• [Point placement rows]
-- Begin --

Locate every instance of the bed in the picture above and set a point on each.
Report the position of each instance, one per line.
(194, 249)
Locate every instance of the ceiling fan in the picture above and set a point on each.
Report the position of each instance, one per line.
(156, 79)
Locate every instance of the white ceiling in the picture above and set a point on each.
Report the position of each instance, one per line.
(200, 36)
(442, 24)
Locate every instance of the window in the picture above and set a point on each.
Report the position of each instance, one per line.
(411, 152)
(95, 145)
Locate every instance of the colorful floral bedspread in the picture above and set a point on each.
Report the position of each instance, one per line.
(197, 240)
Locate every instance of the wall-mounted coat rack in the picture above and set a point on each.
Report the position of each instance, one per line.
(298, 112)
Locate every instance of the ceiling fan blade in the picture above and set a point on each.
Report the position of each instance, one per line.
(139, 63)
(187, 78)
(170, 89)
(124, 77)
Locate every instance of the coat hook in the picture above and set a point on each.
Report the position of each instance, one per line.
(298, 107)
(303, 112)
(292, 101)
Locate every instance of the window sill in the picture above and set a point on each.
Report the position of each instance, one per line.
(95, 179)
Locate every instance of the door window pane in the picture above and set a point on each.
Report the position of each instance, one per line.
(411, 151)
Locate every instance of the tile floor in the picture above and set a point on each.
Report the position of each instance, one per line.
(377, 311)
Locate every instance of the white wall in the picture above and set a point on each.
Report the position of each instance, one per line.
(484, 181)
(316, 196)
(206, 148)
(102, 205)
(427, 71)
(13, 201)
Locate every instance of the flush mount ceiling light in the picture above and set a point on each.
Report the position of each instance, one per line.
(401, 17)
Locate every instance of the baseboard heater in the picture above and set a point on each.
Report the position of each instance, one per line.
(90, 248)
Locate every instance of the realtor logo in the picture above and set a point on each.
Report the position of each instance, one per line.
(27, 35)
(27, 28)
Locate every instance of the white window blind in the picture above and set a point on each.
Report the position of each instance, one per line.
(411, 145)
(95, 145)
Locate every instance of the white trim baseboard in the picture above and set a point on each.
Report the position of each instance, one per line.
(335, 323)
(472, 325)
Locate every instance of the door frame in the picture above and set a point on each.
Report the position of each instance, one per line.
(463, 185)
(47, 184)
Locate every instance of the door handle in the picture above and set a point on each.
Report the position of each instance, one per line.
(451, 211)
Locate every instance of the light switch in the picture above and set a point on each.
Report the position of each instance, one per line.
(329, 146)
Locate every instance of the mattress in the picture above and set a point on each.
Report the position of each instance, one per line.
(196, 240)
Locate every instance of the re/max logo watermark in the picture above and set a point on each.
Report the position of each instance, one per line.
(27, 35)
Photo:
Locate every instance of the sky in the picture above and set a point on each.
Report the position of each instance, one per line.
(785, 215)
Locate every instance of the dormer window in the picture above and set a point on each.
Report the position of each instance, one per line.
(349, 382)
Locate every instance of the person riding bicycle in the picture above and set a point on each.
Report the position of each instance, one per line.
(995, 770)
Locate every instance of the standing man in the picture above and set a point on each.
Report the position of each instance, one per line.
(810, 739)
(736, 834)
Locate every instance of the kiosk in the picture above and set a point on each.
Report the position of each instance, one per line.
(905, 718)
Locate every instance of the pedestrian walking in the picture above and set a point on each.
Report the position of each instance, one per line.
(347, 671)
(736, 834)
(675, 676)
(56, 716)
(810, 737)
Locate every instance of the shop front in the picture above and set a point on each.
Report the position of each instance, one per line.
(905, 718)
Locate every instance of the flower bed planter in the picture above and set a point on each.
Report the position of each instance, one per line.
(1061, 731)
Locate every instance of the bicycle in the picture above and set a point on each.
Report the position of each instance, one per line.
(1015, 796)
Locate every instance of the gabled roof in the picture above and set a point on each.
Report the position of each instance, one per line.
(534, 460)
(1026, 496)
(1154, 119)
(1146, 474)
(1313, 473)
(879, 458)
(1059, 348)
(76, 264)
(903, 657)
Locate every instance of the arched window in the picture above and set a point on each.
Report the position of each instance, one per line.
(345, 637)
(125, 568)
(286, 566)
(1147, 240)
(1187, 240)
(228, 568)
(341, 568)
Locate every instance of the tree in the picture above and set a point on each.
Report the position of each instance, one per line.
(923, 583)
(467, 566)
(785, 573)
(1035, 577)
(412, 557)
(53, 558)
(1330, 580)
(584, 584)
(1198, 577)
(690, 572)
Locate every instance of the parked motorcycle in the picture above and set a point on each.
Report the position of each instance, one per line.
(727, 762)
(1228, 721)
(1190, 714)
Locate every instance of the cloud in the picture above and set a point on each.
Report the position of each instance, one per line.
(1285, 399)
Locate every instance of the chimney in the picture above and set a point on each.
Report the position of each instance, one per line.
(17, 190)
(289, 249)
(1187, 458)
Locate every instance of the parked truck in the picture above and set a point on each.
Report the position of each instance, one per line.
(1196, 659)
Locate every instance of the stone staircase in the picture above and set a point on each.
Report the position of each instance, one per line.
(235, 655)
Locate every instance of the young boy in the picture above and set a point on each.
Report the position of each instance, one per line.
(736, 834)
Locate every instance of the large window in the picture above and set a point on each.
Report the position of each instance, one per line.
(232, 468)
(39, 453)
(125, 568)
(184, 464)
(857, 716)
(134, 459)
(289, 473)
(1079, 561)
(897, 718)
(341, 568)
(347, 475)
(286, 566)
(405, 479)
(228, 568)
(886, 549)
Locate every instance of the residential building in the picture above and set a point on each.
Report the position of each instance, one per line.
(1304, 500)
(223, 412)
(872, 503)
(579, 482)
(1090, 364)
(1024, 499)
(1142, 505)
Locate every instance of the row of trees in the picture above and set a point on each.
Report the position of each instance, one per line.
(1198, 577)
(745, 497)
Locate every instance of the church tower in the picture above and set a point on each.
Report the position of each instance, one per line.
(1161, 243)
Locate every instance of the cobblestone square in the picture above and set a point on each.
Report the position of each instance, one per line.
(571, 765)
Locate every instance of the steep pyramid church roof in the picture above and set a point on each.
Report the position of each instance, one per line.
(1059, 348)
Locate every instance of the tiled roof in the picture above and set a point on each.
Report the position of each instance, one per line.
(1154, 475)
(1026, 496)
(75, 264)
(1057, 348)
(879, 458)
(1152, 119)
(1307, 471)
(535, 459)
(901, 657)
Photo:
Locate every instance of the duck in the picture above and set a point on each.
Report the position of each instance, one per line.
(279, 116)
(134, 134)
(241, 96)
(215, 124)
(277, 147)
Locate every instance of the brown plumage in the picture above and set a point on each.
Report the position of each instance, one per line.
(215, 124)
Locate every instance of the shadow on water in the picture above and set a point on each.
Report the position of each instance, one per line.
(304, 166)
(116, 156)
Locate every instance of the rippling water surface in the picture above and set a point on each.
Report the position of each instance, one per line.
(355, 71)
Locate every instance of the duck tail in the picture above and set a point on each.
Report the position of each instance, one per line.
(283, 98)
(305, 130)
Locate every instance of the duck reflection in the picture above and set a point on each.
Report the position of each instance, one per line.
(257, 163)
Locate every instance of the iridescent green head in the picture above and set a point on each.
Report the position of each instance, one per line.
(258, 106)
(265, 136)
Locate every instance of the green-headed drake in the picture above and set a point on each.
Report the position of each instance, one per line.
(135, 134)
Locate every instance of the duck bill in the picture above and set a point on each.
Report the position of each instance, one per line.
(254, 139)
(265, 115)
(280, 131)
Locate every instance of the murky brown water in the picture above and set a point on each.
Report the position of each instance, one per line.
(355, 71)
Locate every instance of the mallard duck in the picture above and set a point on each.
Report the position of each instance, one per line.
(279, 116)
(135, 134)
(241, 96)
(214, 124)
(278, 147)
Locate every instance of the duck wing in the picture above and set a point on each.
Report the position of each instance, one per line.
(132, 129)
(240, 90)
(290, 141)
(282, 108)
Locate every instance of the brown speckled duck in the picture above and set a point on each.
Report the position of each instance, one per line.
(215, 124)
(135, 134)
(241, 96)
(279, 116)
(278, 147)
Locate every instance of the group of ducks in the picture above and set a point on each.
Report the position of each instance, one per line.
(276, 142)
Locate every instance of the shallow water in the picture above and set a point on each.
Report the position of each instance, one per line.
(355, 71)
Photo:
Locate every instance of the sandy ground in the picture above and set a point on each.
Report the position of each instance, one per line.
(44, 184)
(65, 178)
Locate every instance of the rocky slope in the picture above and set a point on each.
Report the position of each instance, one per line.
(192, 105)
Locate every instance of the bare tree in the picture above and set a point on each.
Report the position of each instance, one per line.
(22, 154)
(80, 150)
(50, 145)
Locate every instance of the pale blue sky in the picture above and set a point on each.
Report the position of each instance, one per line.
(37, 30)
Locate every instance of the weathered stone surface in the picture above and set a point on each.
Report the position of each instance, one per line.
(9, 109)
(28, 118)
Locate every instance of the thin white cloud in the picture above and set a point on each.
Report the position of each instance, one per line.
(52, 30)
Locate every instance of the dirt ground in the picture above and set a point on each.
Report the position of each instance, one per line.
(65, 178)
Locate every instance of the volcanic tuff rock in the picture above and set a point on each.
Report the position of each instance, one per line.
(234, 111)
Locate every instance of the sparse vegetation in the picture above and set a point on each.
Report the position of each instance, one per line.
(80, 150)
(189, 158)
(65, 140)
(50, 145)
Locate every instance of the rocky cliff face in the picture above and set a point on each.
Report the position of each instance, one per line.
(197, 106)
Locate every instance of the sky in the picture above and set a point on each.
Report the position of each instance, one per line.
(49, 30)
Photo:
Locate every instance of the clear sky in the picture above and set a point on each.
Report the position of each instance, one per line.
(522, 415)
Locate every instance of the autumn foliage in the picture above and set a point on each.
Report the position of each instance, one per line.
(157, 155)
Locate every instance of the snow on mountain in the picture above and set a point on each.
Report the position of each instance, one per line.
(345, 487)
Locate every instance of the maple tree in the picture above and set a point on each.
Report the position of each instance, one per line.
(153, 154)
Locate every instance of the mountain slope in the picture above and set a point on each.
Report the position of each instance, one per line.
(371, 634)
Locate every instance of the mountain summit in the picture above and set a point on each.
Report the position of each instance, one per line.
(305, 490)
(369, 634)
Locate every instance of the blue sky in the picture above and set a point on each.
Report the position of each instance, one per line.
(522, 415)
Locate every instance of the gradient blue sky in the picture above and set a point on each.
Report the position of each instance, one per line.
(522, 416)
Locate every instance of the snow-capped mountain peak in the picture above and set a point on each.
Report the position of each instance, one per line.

-- End --

• [What you should do] Copy the lines from the one with "Locate every instance of the large" to the one with "(1142, 505)", replacing "residential building" with "apartment building" and changing nothing else.

• [The reply]
Locate every instance of the large window in the picture above and set a point on each.
Report the position of each instance, one per line.
(232, 468)
(39, 453)
(125, 568)
(184, 464)
(857, 716)
(134, 459)
(289, 473)
(1079, 561)
(897, 718)
(341, 568)
(347, 475)
(286, 566)
(405, 479)
(228, 568)
(886, 549)
Locate every instance of the apartment building in the picture above and set a point on each.
Report the position of each instance, one per line.
(1304, 500)
(223, 412)
(872, 503)
(579, 482)
(1090, 364)
(1024, 499)
(1142, 505)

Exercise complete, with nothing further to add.